#### Metin bölümü ####

Anti-HBs, HBsAg’yi nötralize eder, yani öldürür. Oysa, HCV’ye karşı oluşan anti-HCV antikoru HCV’yi, HIV’e karşı oluşan anti-HIV de HIV virüsünü nötralize edemezler. Serumda anti-HCV’nin varlığı HCV enfeksiyonunun sürdüğünü gösterir.

Aynı durum Anti-HIV için de geçerlidir; serumda Anti-HIV pozitifliği HIV enfeksiyonun varlığını ve er geç AIDS hastalığına neden olacağını gösterir. HBsAg’ye karşı rekombinant DNA tekniği ile 1992 yılında geliştirilen hepatit B aşısı, hepatit B virüs enfeksiyonunu kesinlikle önlemektedir. Bun karşın, HCV ve HIV’e karşı koruyucu aşı henüz geliştirilememiştir.

Anti-HBs pozitif olan bir kişide bu pozitifliğin aşılmadan mı, yoksa HBv enfeksiyonundan mı olduğunu saptamak için anti-HBC-IgG testi yapılır; IgG pozitif ise kişi hastalığı geçirmiş ve iyileşmiştir. Anti HBCIgG ve Anti HBs antikorlarının beraber saptanması hastalığın geçirildiğinin ve bağışıklık oluştuğunun göstergesidir. Anti-HBs pozitif, Anti-HBCIgG negatif ise, kişi HBV enfeksiyonu geçirmemiştir, hepatit B aşı yaptırmıştır. Genel olarak aynı kişide HBsAg ve Anti-HbS birlikte pozitif olmaz, ancak bazı kişilerde HBsAg ve Anti HBs birlikte olması HBsAg’nin iki farklı tipi (suşu) ile karşılaşıldığını gösterir, bu durum en çok diyaliz hastalarında, İ.V madde bağımlılarında ve poligamik(çok eşliliklerde) yaşam sürenlerde görülür.

Siirt İli ve çevresinde HBsAg, HCV ve HIV yaygınlığı nedir?

2006 yılı ile 2018 yılının karşılaştırılması

Bugüne kadar Türkiye’de değişik meslek gruplarında HBV ve HCV prevalansı ( yaygınlığı) incelenmiş, fakat bu çalışmaların büyük çoğunluğu büyük kentlerde Üniversiteler ve Eğitim hastanelerinde yapılmıştır. Bu hastanelerin olmadığı illerden elimizde çok az veri olduğu için bu bölgeler hakkındaki bilgiler daha çok öngörülere dayandırılmaktadır. Bu noktadan hareketle, Siirt ili ve çevresindeki HBV, HCV ve HIV yaygınlığını, Klinik Biyokimya Uzmanı olarak görev yaptığım Özel Siirt Hayat Hastanesi’nde elde edilen sonuçlara dayandırarak saptamaya çalıştım.

#### Veri bölümü ####

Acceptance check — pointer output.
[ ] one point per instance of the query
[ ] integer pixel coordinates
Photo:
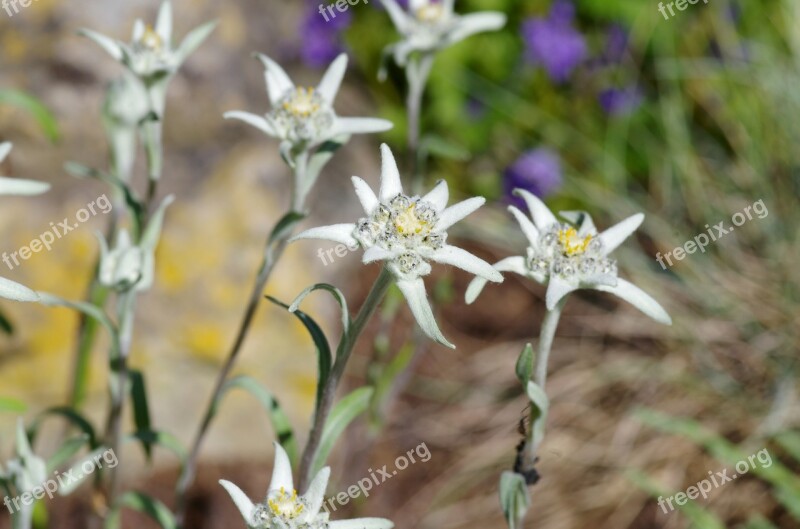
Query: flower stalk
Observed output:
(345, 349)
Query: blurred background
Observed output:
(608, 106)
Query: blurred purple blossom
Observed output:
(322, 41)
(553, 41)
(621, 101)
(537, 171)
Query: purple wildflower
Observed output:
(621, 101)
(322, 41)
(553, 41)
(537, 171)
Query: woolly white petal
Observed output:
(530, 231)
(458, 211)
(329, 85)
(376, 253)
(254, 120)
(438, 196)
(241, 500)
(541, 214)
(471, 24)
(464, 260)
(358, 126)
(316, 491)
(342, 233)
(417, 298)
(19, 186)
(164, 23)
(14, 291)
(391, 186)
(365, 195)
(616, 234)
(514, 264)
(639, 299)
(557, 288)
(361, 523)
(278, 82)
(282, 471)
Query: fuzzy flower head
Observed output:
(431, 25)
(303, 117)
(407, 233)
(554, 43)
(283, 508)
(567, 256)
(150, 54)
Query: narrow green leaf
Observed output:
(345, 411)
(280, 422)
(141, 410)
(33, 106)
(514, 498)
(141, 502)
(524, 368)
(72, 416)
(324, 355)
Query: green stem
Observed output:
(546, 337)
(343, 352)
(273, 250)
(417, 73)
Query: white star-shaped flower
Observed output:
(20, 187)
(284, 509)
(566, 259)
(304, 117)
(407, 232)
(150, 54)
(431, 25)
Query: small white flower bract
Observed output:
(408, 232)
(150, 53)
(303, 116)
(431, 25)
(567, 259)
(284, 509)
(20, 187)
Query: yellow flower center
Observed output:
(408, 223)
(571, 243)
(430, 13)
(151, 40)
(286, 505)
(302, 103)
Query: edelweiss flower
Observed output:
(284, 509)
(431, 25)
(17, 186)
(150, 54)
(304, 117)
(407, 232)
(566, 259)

####
#### Veri bölümü ####

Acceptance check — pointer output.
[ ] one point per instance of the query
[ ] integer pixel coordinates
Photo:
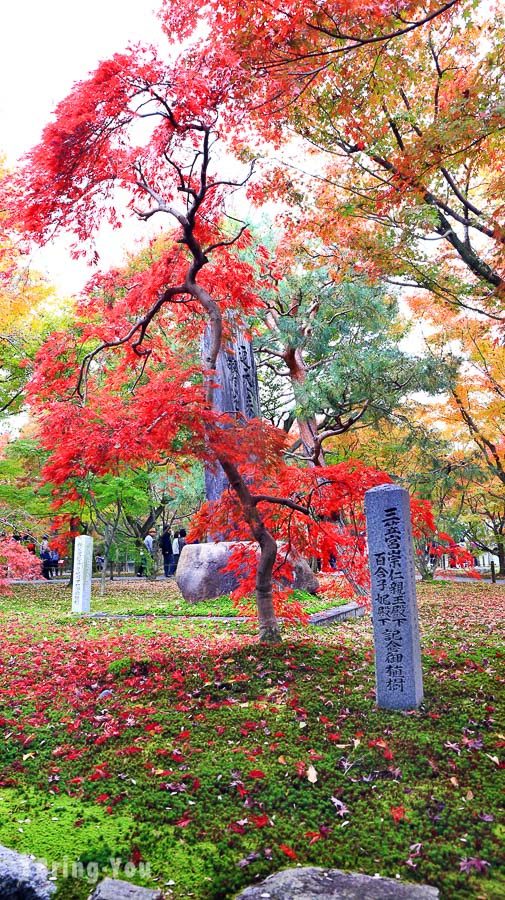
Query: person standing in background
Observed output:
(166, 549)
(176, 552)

####

#### [Etkinlik 1]
Metin bölümüne göre hepatit B aşısı hangi yılda geliştirilmiştir?
#### [Etkinlik 2]
Metin bölümünde "2006 yılı ile" sözleriyle açılıp "dayandırarak saptamaya çalıştım." ile kapanan kısmı, "büyük kentlerde" ifadesini "metropollerde" ile değiştirerek yeniden yazın.

#### [Sorunun çözümü 1]
1992 yılında.

#### [Sorunun çözümü 2]
2006 yılı ile 2018 yılının karşılaştırılması

Bugüne kadar Türkiye’de değişik meslek gruplarında HBV ve HCV prevalansı ( yaygınlığı) incelenmiş, fakat bu çalışmaların büyük çoğunluğu metropollerde Üniversiteler ve Eğitim hastanelerinde yapılmıştır. Bu hastanelerin olmadığı illerden elimizde çok az veri olduğu için bu bölgeler hakkındaki bilgiler daha çok öngörülere dayandırılmaktadır. Bu noktadan hareketle, Siirt ili ve çevresindeki HBV, HCV ve HIV yaygınlığını, Klinik Biyokimya Uzmanı olarak görev yaptığım Özel Siirt Hayat Hastanesi’nde elde edilen sonuçlara dayandırarak saptamaya çalıştım.